### What is required
Please rewrite the entries below as a numbered list, omitting blank lines and the pictures.

### Image object location entries
((

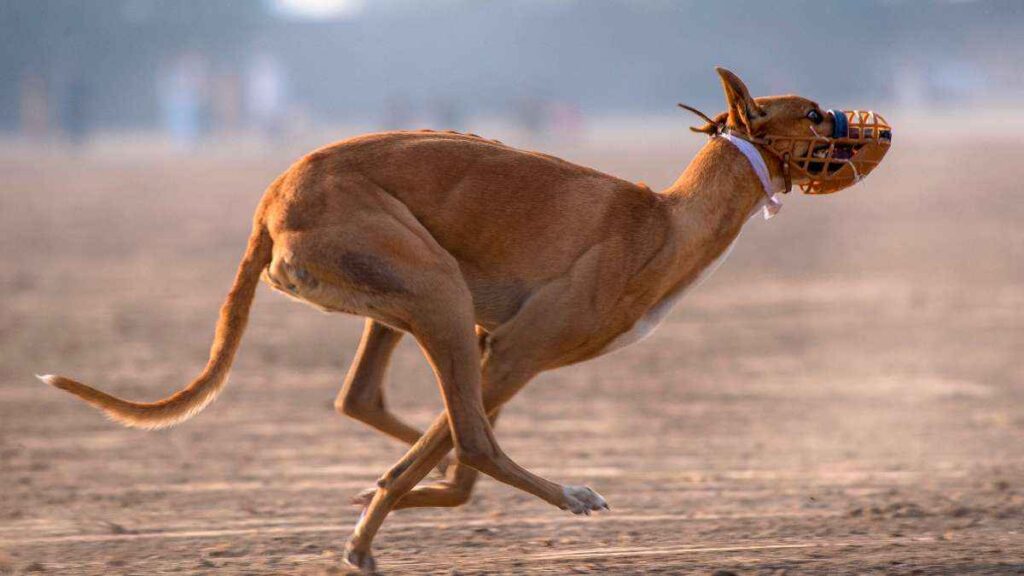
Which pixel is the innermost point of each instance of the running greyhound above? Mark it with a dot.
(502, 263)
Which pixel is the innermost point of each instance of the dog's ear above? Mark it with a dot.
(743, 112)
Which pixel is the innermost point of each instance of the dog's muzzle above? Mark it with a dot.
(825, 164)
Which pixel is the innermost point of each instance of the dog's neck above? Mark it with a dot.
(719, 191)
(711, 202)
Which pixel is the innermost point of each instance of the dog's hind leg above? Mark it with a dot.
(453, 491)
(361, 397)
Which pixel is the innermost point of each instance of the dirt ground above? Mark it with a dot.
(845, 396)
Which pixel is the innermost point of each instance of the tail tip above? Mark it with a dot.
(49, 379)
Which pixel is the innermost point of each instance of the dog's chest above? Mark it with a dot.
(656, 315)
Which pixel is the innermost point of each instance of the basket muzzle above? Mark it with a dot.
(825, 164)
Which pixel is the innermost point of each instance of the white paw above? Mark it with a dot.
(361, 561)
(583, 500)
(364, 498)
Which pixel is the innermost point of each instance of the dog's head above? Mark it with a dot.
(822, 151)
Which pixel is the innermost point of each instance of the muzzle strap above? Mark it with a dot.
(772, 204)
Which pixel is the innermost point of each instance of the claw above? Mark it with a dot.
(361, 561)
(364, 498)
(583, 500)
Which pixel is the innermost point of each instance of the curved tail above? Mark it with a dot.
(190, 400)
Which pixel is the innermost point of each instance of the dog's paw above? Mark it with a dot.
(443, 465)
(364, 498)
(361, 561)
(583, 500)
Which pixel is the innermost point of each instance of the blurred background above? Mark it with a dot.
(846, 395)
(197, 72)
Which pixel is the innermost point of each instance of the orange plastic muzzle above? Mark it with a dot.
(825, 164)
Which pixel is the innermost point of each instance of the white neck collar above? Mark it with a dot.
(773, 204)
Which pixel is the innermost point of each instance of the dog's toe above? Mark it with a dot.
(583, 500)
(361, 561)
(364, 498)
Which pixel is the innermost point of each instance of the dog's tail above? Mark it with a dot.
(190, 400)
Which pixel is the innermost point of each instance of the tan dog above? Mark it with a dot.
(501, 262)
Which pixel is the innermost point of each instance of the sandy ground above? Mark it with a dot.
(845, 396)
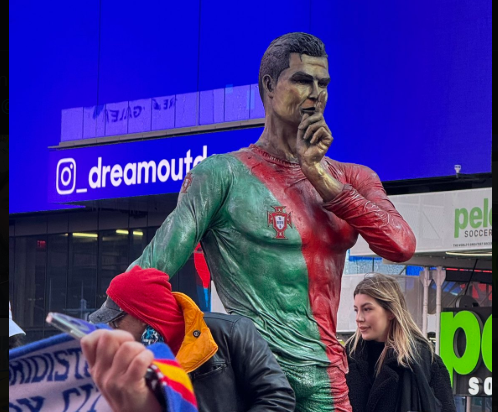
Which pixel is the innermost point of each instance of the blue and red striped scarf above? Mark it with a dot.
(52, 375)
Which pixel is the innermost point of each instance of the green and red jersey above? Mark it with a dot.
(275, 250)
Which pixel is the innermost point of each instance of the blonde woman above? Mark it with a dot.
(392, 366)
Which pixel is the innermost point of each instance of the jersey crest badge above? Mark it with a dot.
(280, 220)
(186, 183)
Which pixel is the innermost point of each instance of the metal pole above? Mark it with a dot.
(425, 278)
(439, 279)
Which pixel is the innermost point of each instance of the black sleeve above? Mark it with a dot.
(258, 371)
(441, 384)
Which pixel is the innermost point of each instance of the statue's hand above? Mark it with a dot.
(313, 137)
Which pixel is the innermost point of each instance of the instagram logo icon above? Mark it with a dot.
(66, 176)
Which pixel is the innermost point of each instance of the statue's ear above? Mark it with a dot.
(268, 85)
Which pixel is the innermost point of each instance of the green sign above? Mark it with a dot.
(466, 340)
(479, 220)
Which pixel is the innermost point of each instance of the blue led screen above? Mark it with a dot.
(411, 83)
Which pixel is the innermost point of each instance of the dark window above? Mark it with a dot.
(57, 272)
(82, 281)
(113, 258)
(28, 303)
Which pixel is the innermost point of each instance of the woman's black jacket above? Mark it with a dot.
(426, 388)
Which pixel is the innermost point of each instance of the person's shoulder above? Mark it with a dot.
(217, 163)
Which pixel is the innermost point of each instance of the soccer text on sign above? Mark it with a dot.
(466, 343)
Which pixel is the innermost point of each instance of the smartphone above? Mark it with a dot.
(75, 327)
(78, 328)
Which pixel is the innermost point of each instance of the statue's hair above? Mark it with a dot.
(403, 333)
(276, 57)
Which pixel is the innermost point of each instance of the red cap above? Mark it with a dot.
(146, 295)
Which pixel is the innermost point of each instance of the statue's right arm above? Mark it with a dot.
(197, 211)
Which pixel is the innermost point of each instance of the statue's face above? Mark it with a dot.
(299, 85)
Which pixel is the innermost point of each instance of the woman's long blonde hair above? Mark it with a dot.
(403, 333)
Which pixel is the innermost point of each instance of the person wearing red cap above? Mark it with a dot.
(223, 354)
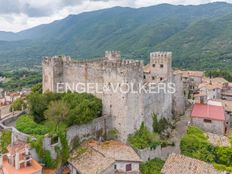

))

### Answer to the exercise
1. Which pixel is the innermost point of each instance of the running greyhound above? Mark it with a dot.
2. (502, 263)
3. Which pixel is the innermost point of each instance of the dog's ear above? Mark it with a dot.
4. (743, 112)
5. Which pixel is the innermost point of each instance of the dog's muzzle above? Mark it with a dot.
6. (825, 164)
7. Which pixel is the innermost point of each instance of the dog's neck above? Mark it with a dot.
8. (719, 191)
9. (711, 202)
10. Which pixel is the innermost point of each instance of the dog's hind leg above? Mark it with a dot.
11. (453, 491)
12. (361, 397)
13. Which pixel is the innermost point of each instance of the dirt ground above? Mark it with a dot.
14. (845, 396)
15. Which pixel is the innermost point of each instance of the tail tip above? Mark it with a dot.
16. (49, 379)
17. Which pixel is the innermost point of each instance of the dog's chest above? Mark it with a dot.
18. (656, 315)
19. Which pixel is the innermost point of each instance of the basket muzzle above? Mark it with a dot.
20. (825, 164)
21. Which pixel is the innermost point of each instance of the white paw above? Mark it with a dot.
22. (361, 561)
23. (583, 500)
24. (364, 498)
25. Which pixel is the innermost point of each instance of the dog's head above? Mark it with a dot.
26. (822, 151)
27. Which pixel is the innermost point of each instance of the muzzle strap above? Mark it with a dot.
28. (772, 204)
29. Which pixel is the innermost point of each instance of the claw above? Mark it with a dot.
30. (361, 561)
31. (364, 498)
32. (583, 500)
33. Which pixel is the innermost point of each instance of the curved tail above? Mark it with a dot.
34. (190, 400)
35. Which pixel is the innermost point of each instance of the dog's paw above? Mark it with a dot.
36. (443, 465)
37. (364, 498)
38. (361, 561)
39. (583, 500)
40. Which pixel is the innermost point of each instance of the blurred background above? Mark it with a dot.
41. (846, 395)
42. (197, 72)
43. Which pixel is the innermost point of each instance of the orange plastic muzzle above? Mark it with a dot.
44. (825, 164)
45. Which pixel is the innermost point of each instance of the white neck collar above? Mark it with a dot.
46. (773, 204)
47. Which pixel is the innermost point of each instance of the dog's toe above? Mark it with a dot.
48. (583, 500)
49. (361, 561)
50. (364, 498)
51. Which pixel is the innermost point of each instance of the dog's tail above? Mark it with a dot.
52. (190, 400)
53. Which pixel is the innermost point of each instance of the tan dog above? Mark it with a dot.
54. (501, 262)
55. Which pixel is the innermost point of each instance of the sandy ground above? Mark it with a dot.
56. (845, 396)
57. Which pixel is the innermost point of each instance of the blue and red striped scarf above? Mark it with a dot.
58. (52, 375)
59. Which pixel is the innermost point of each instance of the green and red jersey above? Mark it with a dot.
60. (275, 250)
61. Which pixel is the innermost point of each instance of the blonde woman above? Mark it with a dot.
62. (392, 366)
63. Which pixel is the innermost point of each instance of the jersey crest badge above? Mark it with a dot.
64. (280, 220)
65. (186, 183)
66. Which pixel is the innermost point of each instance of the metal pole above? Mark it with a dot.
67. (425, 278)
68. (439, 279)
69. Which pixel is the innermost point of each instance of the black sleeve above? Mark it with a dot.
70. (258, 371)
71. (441, 384)
72. Which pixel is the innermost point of each instance of the statue's hand above? Mark it with a dot.
73. (313, 137)
74. Which pixel is the innermost point of each instance of the instagram logo icon above? Mark it with a dot.
75. (66, 176)
76. Which pixel is the innermost point of each instance of the statue's ear above? Mark it with a dot.
77. (268, 85)
78. Which pixel is the innermost point of each instance of the green sign above? Mark it with a dot.
79. (466, 340)
80. (479, 220)
81. Which pixel is the innermost point of each instance of the blue led screen above? Mark it with a dot.
82. (411, 83)
83. Which pixel is the innermost point of each instance of the dark window above? Mark it with a dot.
84. (57, 272)
85. (82, 281)
86. (113, 258)
87. (28, 303)
88. Which pixel is the innermost point of each instance of the woman's black jacket above? Mark it with a dot.
89. (426, 388)
90. Which pixel is the innermost point of each instance of the person's shoulder above? Mark it with a dot.
91. (217, 163)
92. Which pixel is the innermost point of each instance of the soccer text on sign above? Mark it with a dot.
93. (466, 343)
94. Which pixel is the innermost point of each instance of the smartphone above? Mark it with a dot.
95. (75, 327)
96. (78, 328)
97. Which pixel is the innermost point of each instance of the statue's hair above? Mark it with a dot.
98. (403, 333)
99. (276, 57)
100. Which pixel is the innermost point of each instance of the red cap above? Mark it with a dot.
101. (146, 295)
102. Which pixel is the innermost point of each instance of the statue's right arm above? Mark it with a dot.
103. (197, 211)
104. Which pixel is the innermost point of each instance of the statue's face above? Mark it with a dot.
105. (299, 85)
106. Which pixel is the innermost point of each instance of the woman's long blonde hair above? Mark it with a dot.
107. (403, 333)
108. Which pixel is the innermost point of each instance of the person wearing red cap above? Mark it with a dot.
109. (223, 354)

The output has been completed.